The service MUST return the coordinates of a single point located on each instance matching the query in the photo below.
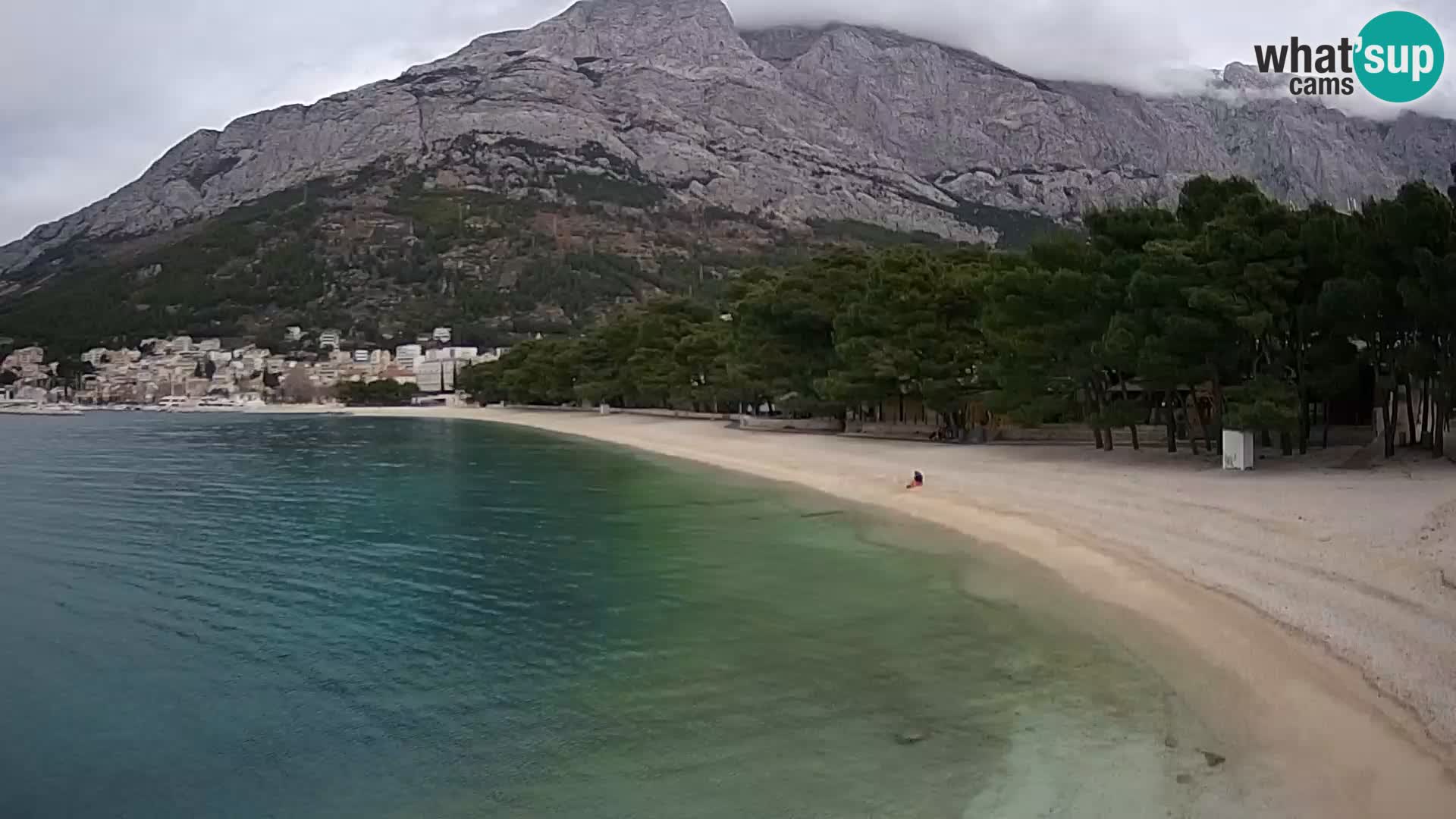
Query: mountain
(639, 110)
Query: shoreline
(1326, 667)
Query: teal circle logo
(1401, 57)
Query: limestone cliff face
(789, 124)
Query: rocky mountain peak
(788, 124)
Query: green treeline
(384, 392)
(1232, 311)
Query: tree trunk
(1218, 413)
(1305, 422)
(1439, 430)
(1204, 426)
(1426, 413)
(1171, 422)
(1410, 411)
(1101, 411)
(1133, 426)
(1388, 410)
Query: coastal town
(184, 372)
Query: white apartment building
(453, 353)
(437, 375)
(406, 354)
(19, 359)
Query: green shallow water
(388, 618)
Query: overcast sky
(93, 91)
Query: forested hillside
(1231, 311)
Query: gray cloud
(93, 91)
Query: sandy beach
(1305, 611)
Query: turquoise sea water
(389, 618)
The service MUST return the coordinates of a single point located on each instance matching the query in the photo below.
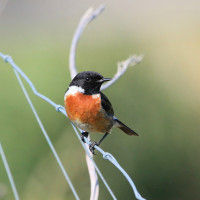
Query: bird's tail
(124, 128)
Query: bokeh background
(159, 98)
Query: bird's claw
(91, 147)
(84, 134)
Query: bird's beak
(104, 80)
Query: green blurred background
(158, 98)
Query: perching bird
(89, 109)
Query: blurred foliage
(159, 99)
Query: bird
(89, 109)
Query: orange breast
(85, 109)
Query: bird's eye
(88, 79)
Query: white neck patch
(73, 90)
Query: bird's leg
(84, 134)
(92, 145)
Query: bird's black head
(90, 81)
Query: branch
(122, 67)
(89, 15)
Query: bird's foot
(92, 145)
(84, 134)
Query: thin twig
(122, 67)
(89, 15)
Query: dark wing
(107, 106)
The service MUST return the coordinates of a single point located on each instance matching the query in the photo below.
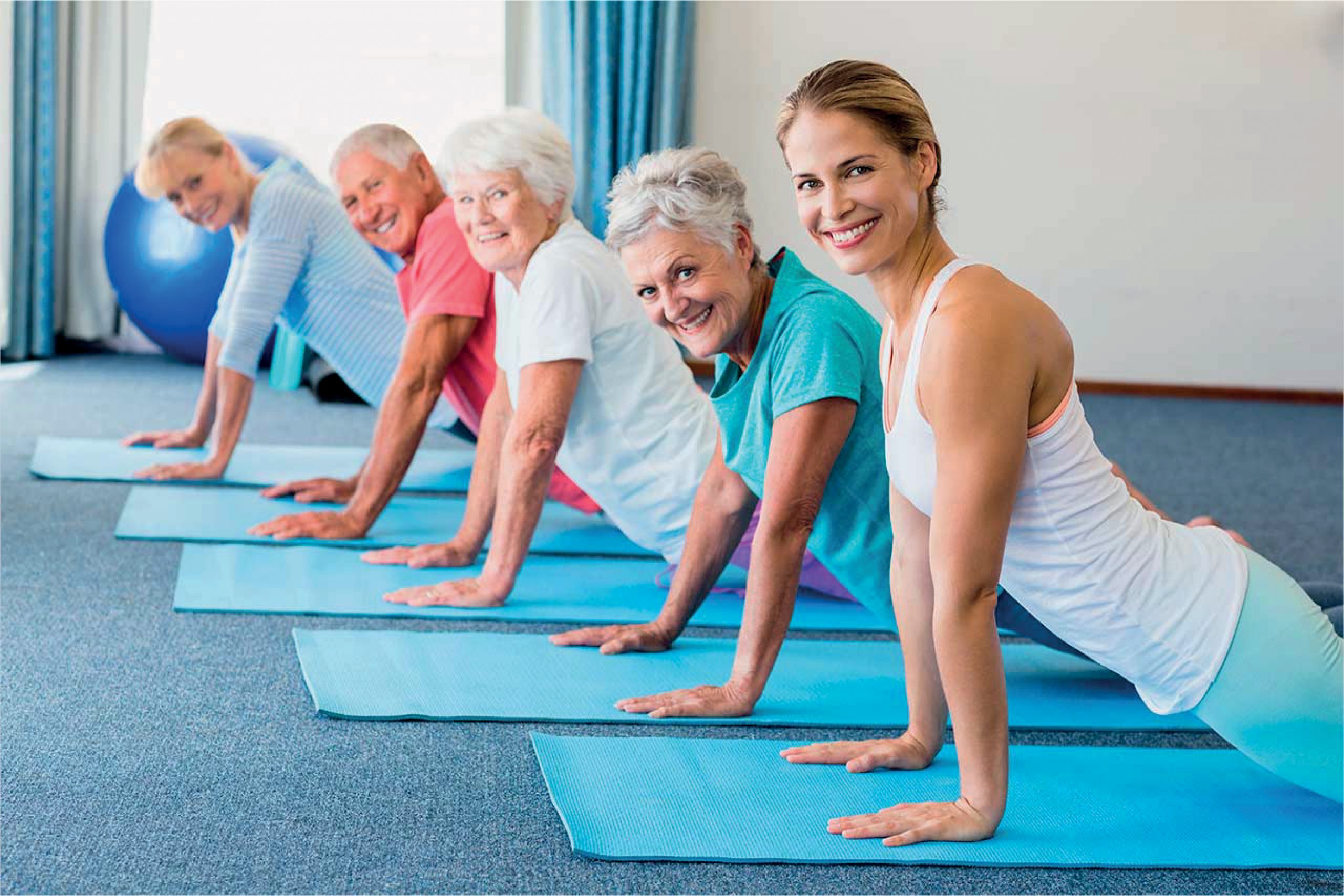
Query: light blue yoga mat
(109, 461)
(244, 578)
(203, 513)
(737, 801)
(457, 676)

• • • • •

Can you print all of the lines above word for word, leaving out the pictures?

→ WRITTEN ANSWER
The service MUST return the coordinates of a single point located on each instance matching the query in the photo below.
Query: mountain
(639, 110)
Query: shoreline
(1326, 667)
Query: teal circle logo
(1401, 57)
Query: limestone cliff face
(789, 124)
Query: rocky mountain peak
(788, 124)
Query: green treeline
(384, 392)
(1232, 311)
Query: tree trunk
(1218, 413)
(1305, 422)
(1439, 430)
(1204, 426)
(1426, 413)
(1171, 422)
(1410, 411)
(1101, 411)
(1133, 426)
(1388, 410)
Query: coastal town
(184, 372)
Query: white apartment building
(453, 353)
(437, 375)
(406, 354)
(19, 359)
Query: green shallow water
(388, 618)
Query: overcast sky
(93, 91)
Query: forested hillside
(1231, 311)
Query: gray cloud
(93, 91)
Query: sandy beach
(1305, 611)
Query: turquoise sea water
(389, 618)
The service MUST return the coordinates of a single point located on each instance matching the query in the photo below.
Query: bird's tail
(124, 128)
Query: bokeh background
(159, 98)
Query: bird's claw
(91, 147)
(84, 134)
Query: bird's beak
(104, 80)
Query: green blurred background
(158, 98)
Query: perching bird
(89, 109)
Query: blurred foliage
(159, 99)
Query: bird
(89, 109)
Query: orange breast
(85, 109)
Query: bird's eye
(88, 79)
Query: white neck patch
(73, 90)
Query: bird's leg
(84, 134)
(92, 145)
Query: bird's black head
(90, 81)
Query: branch
(122, 67)
(89, 15)
Query: bird's foot
(92, 145)
(84, 134)
Query: thin twig
(122, 67)
(89, 15)
Query: dark wing
(107, 106)
The service MUST return the coordinates of a single point located on each instance matching the query in the photo below.
Query: light blue yoga mat
(109, 461)
(244, 578)
(203, 513)
(737, 801)
(457, 676)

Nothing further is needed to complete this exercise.